Zulip Chat Archive
Stream: new members
Topic: getting rid of lambda in the infoview
jachym simon (Apr 22 2022 at 16:24):
Hey, i have defined an infix like this (the meaning is not important)
@[simp] local infix ` ⊔ `: 90 := λ P Q: Form, (P ⇒ Q) ⇒ Q
I have set set_option trace.simplify.rewrite true. When simp uses anything with this infix, the infix is in the infoview written out as λ P Q: Form, (P ⇒ Q) ⇒ Q. Is there some way how to make lean print in the infoview P ⊔ Q instead?
Kevin Buzzard (Apr 22 2022 at 16:38):
I think "what simp does" and "notation" are two different things. What happens if you remove @[simp] and don't do the set_option?
jachym simon (Apr 22 2022 at 16:47):
Turns out the @[simp] tag is not needed
jachym simon (Apr 22 2022 at 16:50):
The problem is, that simp is doing crazy things while proving some lemmas and i wanted to know, what is it doing. So i have set set_option to see the steps it did, but since its using λ..., ... instead ⊔ in the infoview it is just a big mess i cant orient in.
Eric Wieser (Apr 22 2022 at 16:55):
I had no idea that was legal syntax
Eric Wieser (Apr 22 2022 at 16:56):
You need to give that operator a name for lean to pretty-print it, is my guess
Eric Wieser (Apr 22 2022 at 16:56):
Why not declare a has_sup instance?
Henrik Böving (Apr 22 2022 at 16:57):
If infix works the same here as it does in Lean 4 this notation does make sense since notation commands basically expand into parser declarations though tagging the parser itself with simp will of course not have the desired effect^^
Reid Barton (Apr 22 2022 at 17:01):
Maybe you would have more luck with (if I got the syntax right)
local notation P ` ⊔ `:90 Q:90 := (P ⇒ Q) ⇒ Q
jachym simon (Apr 22 2022 at 17:09):
Eric Wieser said:
Why not declare a
has_supinstance?
This unfortunately works just half way for me. It prints nicely, but for some reason breaks some usages in lemmas i have in my code other things
Eric Wieser (Apr 22 2022 at 17:11):
Does Form have a le operator? Does it respect the rules of docs#semilattice_sup?
jachym simon (Apr 22 2022 at 17:12):
The Form is a type that represents logical formulas. It doesnt have le operator
jachym simon (Apr 22 2022 at 17:13):
Its defined as
inductive Form : Type
| p : ℕ → Form
| imp : Form → Form → Form
| neg : Form → Form
jachym simon (Apr 22 2022 at 17:15):
Reid Barton said:
Maybe you would have more luck with (if I got the syntax right)
local notation P ` ⊔ `:90 Q:90 := (P ⇒ Q) ⇒ Q
It seems this works the same way as the infix, but does not change the printing unfortunatelly
Patrick Johnson (Apr 22 2022 at 17:18):
Try this:
@[reducible] def f (P Q : Form) := (P ⇒ Q) ⇒ Q
local infix ` ⊔ `:90 := f
jachym simon (Apr 22 2022 at 17:21):
The has_sup instance actually works. I was confused, because it messed up the binding strength, so i had to add brackets to some places
Last updated: May 02 2025 at 03:31 UTC

- Data to use -
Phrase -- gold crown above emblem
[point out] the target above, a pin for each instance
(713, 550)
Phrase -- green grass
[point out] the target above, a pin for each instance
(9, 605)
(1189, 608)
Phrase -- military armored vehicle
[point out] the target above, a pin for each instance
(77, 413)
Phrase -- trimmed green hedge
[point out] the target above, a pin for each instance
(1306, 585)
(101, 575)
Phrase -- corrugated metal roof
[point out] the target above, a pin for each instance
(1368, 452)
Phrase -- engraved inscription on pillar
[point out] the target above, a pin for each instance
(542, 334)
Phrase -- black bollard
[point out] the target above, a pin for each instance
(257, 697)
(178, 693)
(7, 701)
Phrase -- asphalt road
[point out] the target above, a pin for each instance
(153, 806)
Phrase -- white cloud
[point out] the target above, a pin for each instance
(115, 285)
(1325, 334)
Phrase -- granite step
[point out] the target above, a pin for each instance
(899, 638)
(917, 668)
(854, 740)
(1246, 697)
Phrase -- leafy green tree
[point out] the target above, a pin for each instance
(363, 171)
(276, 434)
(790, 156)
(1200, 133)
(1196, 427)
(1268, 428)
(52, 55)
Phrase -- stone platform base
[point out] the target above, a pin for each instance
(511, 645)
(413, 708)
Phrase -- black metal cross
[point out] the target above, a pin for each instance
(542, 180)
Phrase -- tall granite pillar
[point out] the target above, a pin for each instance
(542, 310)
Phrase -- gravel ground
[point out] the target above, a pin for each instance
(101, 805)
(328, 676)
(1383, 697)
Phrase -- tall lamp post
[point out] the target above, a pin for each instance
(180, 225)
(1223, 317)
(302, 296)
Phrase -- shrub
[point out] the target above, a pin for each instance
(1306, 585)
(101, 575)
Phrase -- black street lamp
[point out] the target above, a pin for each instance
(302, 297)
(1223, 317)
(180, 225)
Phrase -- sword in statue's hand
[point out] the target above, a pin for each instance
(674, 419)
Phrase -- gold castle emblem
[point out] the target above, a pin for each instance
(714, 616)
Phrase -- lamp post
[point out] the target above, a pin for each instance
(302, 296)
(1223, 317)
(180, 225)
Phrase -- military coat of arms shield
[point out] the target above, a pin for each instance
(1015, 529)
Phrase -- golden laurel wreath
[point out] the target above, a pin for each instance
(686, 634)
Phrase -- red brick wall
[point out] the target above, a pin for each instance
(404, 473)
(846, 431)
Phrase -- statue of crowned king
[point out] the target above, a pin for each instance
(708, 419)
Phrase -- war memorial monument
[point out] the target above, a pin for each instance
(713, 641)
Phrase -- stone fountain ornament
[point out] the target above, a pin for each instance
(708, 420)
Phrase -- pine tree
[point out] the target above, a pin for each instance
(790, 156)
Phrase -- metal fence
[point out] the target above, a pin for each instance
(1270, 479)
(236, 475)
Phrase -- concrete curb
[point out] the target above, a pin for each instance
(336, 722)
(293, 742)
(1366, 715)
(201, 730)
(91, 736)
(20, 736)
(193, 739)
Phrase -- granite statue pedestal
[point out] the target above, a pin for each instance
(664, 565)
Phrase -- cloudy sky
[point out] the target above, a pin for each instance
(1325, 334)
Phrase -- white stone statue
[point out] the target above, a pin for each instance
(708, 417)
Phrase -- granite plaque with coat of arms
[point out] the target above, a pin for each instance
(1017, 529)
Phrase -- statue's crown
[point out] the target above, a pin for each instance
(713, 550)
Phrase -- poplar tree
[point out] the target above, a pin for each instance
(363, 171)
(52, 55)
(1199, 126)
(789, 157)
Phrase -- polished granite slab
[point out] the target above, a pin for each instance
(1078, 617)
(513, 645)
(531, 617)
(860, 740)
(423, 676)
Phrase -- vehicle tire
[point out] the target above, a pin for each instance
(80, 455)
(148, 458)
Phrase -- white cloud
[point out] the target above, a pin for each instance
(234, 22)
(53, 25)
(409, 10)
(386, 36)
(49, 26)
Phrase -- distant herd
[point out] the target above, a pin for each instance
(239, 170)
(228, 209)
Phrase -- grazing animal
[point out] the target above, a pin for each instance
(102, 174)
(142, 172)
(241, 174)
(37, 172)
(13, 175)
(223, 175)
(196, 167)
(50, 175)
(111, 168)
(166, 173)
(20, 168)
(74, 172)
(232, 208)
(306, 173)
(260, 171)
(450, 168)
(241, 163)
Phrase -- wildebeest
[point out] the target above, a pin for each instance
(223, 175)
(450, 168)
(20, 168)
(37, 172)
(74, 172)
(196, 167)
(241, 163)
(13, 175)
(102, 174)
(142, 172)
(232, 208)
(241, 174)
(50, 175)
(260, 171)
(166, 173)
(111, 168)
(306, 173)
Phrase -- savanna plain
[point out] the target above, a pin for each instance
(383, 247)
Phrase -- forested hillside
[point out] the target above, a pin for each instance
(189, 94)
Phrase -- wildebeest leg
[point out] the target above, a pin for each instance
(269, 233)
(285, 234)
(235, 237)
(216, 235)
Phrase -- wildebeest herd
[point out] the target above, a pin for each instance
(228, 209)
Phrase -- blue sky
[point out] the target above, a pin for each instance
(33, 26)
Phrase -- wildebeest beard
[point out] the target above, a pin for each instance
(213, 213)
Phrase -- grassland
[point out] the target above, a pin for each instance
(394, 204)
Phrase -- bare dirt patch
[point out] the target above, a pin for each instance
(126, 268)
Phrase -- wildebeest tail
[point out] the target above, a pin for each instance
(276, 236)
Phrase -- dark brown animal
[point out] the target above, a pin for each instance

- Written tasks -
1: Translate this sentence from the Zulip thread above into German: "The Form is a type that represents logical formulas."
2: Rewrite the records from the line with "Phrase -- white stone statue" up to and including the line with "(1017, 529)", requests included, and shift every coordinate in the answers by -68. Give only those lines.

- Per-task outputs -
1: Form ist ein Typ, der logische Formeln darstellt.

2:
Phrase -- white stone statue
[point out] the target above, a pin for each instance
(640, 349)
Phrase -- granite plaque with coat of arms
[point out] the target above, a pin for each instance
(949, 461)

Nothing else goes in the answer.